Notably, Cohesive is run by Unacademy Inc, a company incorporated under Delaware laws and is HQed in the United States of America, as per a previous version of the website. However, Cohesive AI does not seem to have any privacy policy or terms of use documentation at the moment and we don’t know whether it continues to be run by Unacademy Inc.

The company has had to reprioritise a lot of its costs in this process and has spent more considerably on the offline expansion side.

Unacademy’s parent company even set up a new subsidiary last year called Sorting Hat Solutions Private Limited to operate its offline or hybrid learning business. Sorting Hat Solutions got cash infusions from the parent Sorting Hat Technologies Private Limited to the tune of INR 240 Cr in 2022, as per filings reviewed by Inc42.

We don’t know how much revenue Sorting Hat Solutions earned last year, since it is yet to file its financial statements for the just-concluded FY23.

◆ **Task objective**
Rewrite the Unacademy passage above, starting at "Unacademy’s parent company" and ending at "reviewed by Inc42.", with "subsidiary" replaced by "unit".

◆ **Provided material**
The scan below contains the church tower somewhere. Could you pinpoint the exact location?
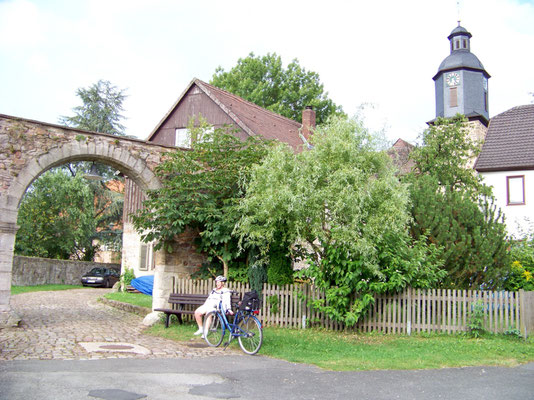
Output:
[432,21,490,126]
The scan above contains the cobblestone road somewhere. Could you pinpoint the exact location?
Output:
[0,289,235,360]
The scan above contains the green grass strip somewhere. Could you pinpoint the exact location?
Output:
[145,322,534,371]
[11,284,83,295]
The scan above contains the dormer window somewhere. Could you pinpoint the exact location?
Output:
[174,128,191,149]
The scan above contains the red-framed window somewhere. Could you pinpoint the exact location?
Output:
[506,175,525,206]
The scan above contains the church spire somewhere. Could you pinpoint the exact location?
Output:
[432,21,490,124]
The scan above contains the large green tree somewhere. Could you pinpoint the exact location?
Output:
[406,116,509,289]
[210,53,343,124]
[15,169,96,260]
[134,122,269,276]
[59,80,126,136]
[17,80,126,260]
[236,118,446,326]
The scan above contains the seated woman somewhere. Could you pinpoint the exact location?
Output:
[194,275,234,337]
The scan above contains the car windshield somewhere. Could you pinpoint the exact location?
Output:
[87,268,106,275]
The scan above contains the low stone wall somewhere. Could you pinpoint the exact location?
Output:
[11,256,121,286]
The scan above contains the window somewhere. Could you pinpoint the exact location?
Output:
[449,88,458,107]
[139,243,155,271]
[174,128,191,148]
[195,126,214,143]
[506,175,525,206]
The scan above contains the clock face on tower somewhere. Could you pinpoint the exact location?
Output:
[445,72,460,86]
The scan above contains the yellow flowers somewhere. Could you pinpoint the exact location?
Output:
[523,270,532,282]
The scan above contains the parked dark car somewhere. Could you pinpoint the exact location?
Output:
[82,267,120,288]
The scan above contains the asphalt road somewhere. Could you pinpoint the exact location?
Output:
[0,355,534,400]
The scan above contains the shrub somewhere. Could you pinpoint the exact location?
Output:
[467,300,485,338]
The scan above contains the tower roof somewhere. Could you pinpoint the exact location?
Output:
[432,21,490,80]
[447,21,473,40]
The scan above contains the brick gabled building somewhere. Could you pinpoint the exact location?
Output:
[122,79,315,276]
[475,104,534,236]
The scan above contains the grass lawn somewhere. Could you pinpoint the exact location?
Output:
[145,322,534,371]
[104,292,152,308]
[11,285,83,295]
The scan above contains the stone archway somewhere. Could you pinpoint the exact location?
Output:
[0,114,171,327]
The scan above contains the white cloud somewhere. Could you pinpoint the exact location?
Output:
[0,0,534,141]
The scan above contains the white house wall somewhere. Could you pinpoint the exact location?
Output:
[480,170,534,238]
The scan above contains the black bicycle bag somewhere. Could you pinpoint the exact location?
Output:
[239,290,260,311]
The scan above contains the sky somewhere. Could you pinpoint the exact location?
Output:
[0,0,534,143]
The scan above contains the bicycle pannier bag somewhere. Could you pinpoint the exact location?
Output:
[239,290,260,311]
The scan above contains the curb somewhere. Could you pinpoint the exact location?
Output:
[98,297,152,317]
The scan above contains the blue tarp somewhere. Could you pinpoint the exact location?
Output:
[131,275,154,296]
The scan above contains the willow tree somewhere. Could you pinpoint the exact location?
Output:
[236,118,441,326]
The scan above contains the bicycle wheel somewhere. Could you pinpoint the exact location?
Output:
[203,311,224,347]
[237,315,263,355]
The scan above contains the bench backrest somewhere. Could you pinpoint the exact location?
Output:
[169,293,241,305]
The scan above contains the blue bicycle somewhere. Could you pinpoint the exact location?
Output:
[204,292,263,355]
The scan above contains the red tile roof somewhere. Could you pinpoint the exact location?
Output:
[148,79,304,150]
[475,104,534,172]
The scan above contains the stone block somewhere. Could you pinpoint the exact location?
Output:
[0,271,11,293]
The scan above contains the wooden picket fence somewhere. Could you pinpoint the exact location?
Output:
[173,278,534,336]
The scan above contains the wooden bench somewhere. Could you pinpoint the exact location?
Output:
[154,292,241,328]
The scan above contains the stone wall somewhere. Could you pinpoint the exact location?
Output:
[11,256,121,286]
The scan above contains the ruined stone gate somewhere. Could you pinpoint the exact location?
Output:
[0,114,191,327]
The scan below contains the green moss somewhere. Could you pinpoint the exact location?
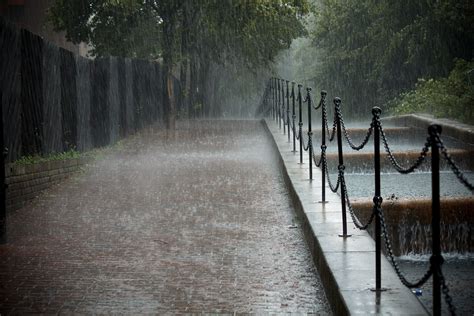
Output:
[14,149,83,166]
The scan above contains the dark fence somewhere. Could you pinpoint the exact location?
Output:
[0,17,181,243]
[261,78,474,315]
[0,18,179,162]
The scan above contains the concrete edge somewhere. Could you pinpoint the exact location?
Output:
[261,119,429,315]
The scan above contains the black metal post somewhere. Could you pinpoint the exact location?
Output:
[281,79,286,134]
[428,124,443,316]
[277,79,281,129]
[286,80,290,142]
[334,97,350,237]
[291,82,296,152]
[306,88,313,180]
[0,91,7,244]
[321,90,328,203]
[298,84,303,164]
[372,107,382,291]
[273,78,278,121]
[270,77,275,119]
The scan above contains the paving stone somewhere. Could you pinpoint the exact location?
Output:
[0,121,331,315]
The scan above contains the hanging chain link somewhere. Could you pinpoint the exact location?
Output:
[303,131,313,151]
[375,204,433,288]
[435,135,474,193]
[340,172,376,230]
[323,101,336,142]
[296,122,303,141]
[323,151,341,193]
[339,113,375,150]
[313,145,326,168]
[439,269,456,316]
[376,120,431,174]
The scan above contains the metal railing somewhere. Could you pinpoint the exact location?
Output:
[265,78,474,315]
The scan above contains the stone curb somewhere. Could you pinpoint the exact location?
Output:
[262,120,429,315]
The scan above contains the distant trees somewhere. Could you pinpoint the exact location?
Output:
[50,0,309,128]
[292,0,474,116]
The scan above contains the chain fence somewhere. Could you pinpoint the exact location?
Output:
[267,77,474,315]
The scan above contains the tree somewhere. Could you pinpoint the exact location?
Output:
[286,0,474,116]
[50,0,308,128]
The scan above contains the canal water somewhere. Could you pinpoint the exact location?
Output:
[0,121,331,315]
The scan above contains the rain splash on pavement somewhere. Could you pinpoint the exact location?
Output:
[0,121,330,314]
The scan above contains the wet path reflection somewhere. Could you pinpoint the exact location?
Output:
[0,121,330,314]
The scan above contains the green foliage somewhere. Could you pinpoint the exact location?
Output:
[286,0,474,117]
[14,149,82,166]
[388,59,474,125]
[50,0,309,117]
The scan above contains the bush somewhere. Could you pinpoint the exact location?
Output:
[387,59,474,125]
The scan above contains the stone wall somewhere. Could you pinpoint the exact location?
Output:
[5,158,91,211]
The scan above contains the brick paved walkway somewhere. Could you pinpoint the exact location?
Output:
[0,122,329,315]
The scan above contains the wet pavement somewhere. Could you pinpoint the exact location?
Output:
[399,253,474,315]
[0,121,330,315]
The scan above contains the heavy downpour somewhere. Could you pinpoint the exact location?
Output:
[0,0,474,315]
* * *
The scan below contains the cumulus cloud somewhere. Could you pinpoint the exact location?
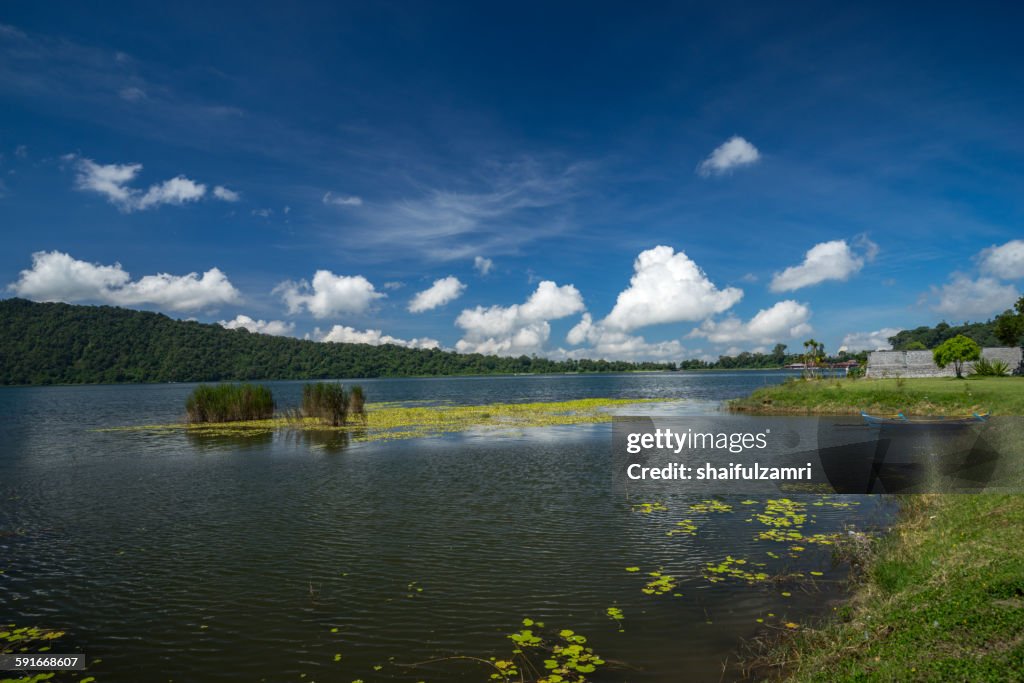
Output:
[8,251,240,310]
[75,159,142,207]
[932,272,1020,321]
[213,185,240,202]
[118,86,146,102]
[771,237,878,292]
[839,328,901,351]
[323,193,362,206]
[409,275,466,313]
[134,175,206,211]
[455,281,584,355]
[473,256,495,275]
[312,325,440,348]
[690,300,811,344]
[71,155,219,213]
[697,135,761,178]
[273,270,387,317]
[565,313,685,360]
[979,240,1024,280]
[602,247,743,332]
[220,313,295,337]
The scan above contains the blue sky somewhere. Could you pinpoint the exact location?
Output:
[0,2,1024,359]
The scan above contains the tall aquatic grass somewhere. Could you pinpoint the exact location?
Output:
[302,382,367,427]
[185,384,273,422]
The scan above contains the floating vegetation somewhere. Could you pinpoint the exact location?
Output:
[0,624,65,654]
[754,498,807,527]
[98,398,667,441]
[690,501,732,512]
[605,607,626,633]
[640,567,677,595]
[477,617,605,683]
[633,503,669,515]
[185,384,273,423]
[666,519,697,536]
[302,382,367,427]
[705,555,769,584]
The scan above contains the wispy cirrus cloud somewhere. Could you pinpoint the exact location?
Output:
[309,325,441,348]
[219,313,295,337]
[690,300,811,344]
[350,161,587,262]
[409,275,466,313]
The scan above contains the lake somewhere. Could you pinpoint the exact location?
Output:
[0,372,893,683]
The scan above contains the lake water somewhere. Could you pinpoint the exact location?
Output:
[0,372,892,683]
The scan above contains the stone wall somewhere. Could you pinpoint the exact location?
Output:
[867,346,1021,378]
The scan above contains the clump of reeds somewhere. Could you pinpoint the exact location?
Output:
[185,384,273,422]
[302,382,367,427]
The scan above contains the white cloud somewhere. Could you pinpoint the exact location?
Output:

◆ **Task response**
Unacademy’s parent company even set up a new unit last year called Sorting Hat Solutions Private Limited to operate its offline or hybrid learning business. Sorting Hat Solutions got cash infusions from the parent Sorting Hat Technologies Private Limited to the tune of INR 240 Cr in 2022, as per filings reviewed by Inc42.